◆ PASSAGE FOR REVIEW ◆
Nanometer-scale structures in soft condensed-phase systems

The scientific target of this project proposal is to clarify the nanometer-scale structures formed by molecules coupled by resonant intermolecular vibrational interactions in soft condensed-phase systems, such as molecular liquids and biomolecular aggregates.These studies will be carried out in order to better understand the formation of nanometer-scale structures in biologically relevant environments, and the dependence of these structures on concentration and temperature. The experimental work will be carried out in form of an already existing international cooperation between the Institute of Physics and Biophysics at the University of Salzburg (Austria) and the Department of Physical and Inorganic Chemistry at the University of Bologna (Italy), as a continuation of the collaboration established back in 1994. It will consist of the Raman spectroscopic study of effects of intermolecular resonant vibrational interactions on the band shape observed in the vibrational spectra of molecular liquids. At the same time theoretical investigations and computer simulations will be carried out at the Department of Chemistry of the Shizuoka University (Japan), extensively analyzing relative orientations of molecules in addition to their relative positions. Not only static structures but also short-time dynamics (on the pico- to nanosecond time scale) will be considered. Although the informal cooperation between the mentioned institutions was already started in 1996, the purpose of this project proposal is to establish a closer collaboration between the Japanese applicant and the Austrian applicant, including visits at each other laboratory for more extensive research work. The liquid systems which will be treated in this project can be classified into three categories: 1) binary liquid systems with nanometer-scale structures formed by hydrogen-bond networks, such as water- alcohol and peptide-water mixtures; 2) polar and hydrogen-bonded neat liquids confined in narrow space in porous glasses and zeolites; 3) liquid systems with large effects of intermolecular electrostatic interactions, such as solutions of electrolytes in organic solvents.

◆ PROBLEMS TO SOLVE ◆
1. Answer these questions from the proposal on nanometer-scale structures in soft condensed-phase systems:
(a) Which two institutions will carry out the experimental work?
(b) Where will the theoretical investigations and computer simulations take place?
(c) What is the third category of liquid systems to be studied?
2. Extend the proposal on nanometer-scale structures in soft condensed-phase systems, starting after its list of three categories of liquid systems.

◆ DATASET ◆
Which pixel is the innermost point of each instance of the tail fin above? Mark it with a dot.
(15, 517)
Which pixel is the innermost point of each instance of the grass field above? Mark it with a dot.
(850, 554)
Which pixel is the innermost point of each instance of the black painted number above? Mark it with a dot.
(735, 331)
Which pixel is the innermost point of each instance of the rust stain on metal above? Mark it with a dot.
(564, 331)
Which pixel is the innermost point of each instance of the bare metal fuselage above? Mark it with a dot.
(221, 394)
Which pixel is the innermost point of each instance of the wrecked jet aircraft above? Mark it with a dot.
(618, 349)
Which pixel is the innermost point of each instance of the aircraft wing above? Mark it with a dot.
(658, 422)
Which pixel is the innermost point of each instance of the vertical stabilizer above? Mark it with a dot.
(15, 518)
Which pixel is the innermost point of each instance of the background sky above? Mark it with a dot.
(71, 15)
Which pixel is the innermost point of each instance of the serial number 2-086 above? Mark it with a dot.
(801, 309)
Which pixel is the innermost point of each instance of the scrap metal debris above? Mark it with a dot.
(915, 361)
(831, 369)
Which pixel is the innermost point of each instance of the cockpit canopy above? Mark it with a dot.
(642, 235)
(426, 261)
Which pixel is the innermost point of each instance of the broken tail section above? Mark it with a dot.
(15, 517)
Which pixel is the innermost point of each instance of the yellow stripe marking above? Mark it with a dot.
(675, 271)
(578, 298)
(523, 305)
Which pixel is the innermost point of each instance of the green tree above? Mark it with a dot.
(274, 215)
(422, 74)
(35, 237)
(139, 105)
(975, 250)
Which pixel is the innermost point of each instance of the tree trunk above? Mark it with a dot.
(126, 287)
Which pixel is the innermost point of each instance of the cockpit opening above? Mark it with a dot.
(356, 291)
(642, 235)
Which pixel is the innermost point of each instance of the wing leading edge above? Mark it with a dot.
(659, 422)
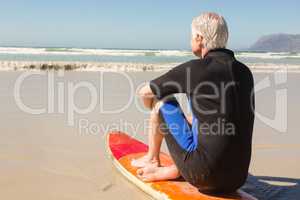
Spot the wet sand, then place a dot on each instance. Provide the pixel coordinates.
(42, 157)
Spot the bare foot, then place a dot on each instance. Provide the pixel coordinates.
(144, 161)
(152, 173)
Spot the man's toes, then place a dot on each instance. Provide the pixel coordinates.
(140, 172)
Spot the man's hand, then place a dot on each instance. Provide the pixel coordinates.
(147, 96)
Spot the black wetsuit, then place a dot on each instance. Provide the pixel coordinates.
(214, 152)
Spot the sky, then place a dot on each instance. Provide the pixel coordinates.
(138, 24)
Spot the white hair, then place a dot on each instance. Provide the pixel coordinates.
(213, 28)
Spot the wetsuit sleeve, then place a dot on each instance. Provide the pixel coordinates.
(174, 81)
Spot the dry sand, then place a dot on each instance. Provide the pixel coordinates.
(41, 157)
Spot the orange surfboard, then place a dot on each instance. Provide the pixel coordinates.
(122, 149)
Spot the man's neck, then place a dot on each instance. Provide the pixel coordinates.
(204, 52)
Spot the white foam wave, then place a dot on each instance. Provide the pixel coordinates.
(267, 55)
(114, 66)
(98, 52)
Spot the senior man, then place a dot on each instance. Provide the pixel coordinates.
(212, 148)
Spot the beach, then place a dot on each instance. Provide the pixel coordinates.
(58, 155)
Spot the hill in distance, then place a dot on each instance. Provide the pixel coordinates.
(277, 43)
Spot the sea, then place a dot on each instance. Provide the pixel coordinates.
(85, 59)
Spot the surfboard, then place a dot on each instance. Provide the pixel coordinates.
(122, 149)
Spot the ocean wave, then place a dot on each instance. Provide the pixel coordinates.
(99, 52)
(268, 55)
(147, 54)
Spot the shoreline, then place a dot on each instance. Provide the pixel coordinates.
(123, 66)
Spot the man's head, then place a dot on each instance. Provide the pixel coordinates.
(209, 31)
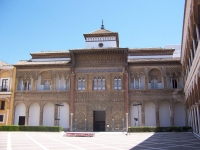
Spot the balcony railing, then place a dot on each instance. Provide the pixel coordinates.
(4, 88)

...

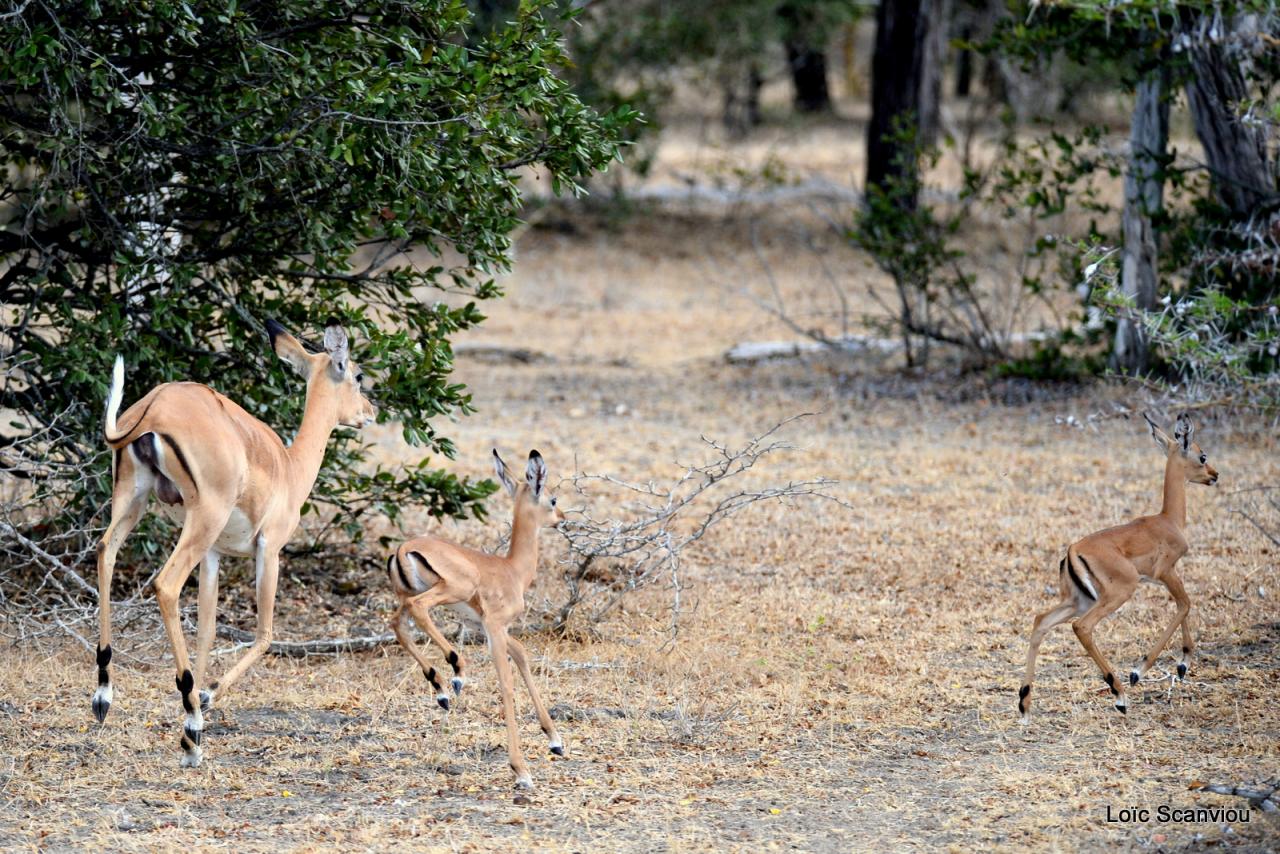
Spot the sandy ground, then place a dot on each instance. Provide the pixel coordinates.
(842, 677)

◆ RESPONSES BY ITEM NUMBER ◆
1.
(a) The Institute of Physics and Biophysics at the University of Salzburg (Austria) and the Department of Physical and Inorganic Chemistry at the University of Bologna (Italy).
(b) At the Department of Chemistry of the Shizuoka University (Japan).
(c) Liquid systems with large effects of intermolecular electrostatic interactions, such as solutions of electrolytes in organic solvents.

2.
The project`s most important result is the successful use of the intermolecular resonant vibrational coupling between vibrational modes of neighbouring molecules of the same species in order to determine the nanoscale structure of a molecular liquid and the change of this structure with the change of thermodynamic parameters (concentration, temperature, density). Both experimental methods and computer simulations were used in order to obtain a deeper understanding of the nanoscale structure of the molecular liquid considered. The experimentally observable signature of this nanostructure is the noncoincidence splitting of spectroscopically observable bands belonging to suitable chosen Raman active vibrational modes of molecules in the liquid, as function of the polarisations of the incident monochromatic excitation light and of the scattered Raman light. Part of the research work was dedicated to the nanostructures of polar and of hydrogen-bonded solutes and their change with dilution in nonpolar and polar solvents. Extensions of these studies dealt with the nanostructure of a nematic liquid crystal during the phase transition from nematic to isotropic. Some highly successful activities dealt with the spectroscopic evidence of critical density fluctuations of fluids close to their critical point for the gas- liquid phase transition, and manifested by the critical line broadening phenomenon. The project has been carried out in an international context by researchers from Austria, Germany, Japan, and Italy.